Return the passage of the reflection on the book of Joshua from "Way back in" up to and including "against other nations.", copied word for word.

• EXCERPT PROVIDED:
-----

This week we are going to be reading the whole book of Joshua! It is no surprise to say that some of the themes presented in Joshua are a bit hard to understand. We may ask questions like: How can a loving God command his people to completely wipe out entire civilizations? Or, it seems cruel that God would take one people's ancestral homeland and give it to someone else.
I think that the key to understand what is happening in Joshua is actually found earlier in the Bible in several places:
In Deuteronomy 9, Moses gives the Israelites a window into God's intent when he commands them to drive out all of the inhabitants of the land of Canaan. He says,
After the Lord your God has driven them out before you, do not say to yourself, "The Lord has brought me here to take possession of this land because of my righteousness." No, it is on account of the wickedness of these nations that the Lord is going to drive them out before you.
The conquest of the land had several layers of purpose. On one level, God had promised to Abraham and his descendants that he would give them this land as their own. But on another level, the conquest also served as divine judgment against the evil being committed by the people living in the land.
Way back in Genesis 15:16, God says to Abraham, "In the fourth generation your descendants will come back here, for the sin of the Amorites has not yet reached its full measure."
Even that far in the past, God knows that the giving of this land to Israel will be a multi-faceted fulfillment of his plan. It is truly an immense divine plan that can account for both the promise made to Israel, and also justice against other nations.
Understanding Israel as the instrument of divine judgment against corrupted nations also serves to explain why God seems to be on a bit of a hair trigger against the Israelites in this book. The event that I am thinking about is Achan's sin. How can God pull away his support so quickly? And after they kill Achan and his family, how can he give his support back so quickly?
I think it is due to Israel's role as the instrument of God's judgment against the Canaanite peoples. The Israelites were occupying a role that was much bigger than themselves, for a particular moment in God's history.
We should not receive Joshua as grounds for God's people to adopt a conquest type of mentality with the world. Because if we did, the same holy perfection demanded of Israel would also be demanded of us, and the sin of Achan would be judged in us over every imperfection in our lives.
We, the church, live in light of a conquest that has already been completed. Jesus has won, and he now commissions us to be a community of love and service.

-----

• SUPPLIED DATA:

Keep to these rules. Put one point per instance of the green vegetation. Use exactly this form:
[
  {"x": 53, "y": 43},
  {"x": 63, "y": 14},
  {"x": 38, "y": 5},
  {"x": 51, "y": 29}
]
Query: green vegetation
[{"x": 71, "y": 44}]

-----

• OUTPUT FOR THIS EXERCISE:
Way back in Genesis 15:16, God says to Abraham, "In the fourth generation your descendants will come back here, for the sin of the Amorites has not yet reached its full measure."
Even that far in the past, God knows that the giving of this land to Israel will be a multi-faceted fulfillment of his plan. It is truly an immense divine plan that can account for both the promise made to Israel, and also justice against other nations.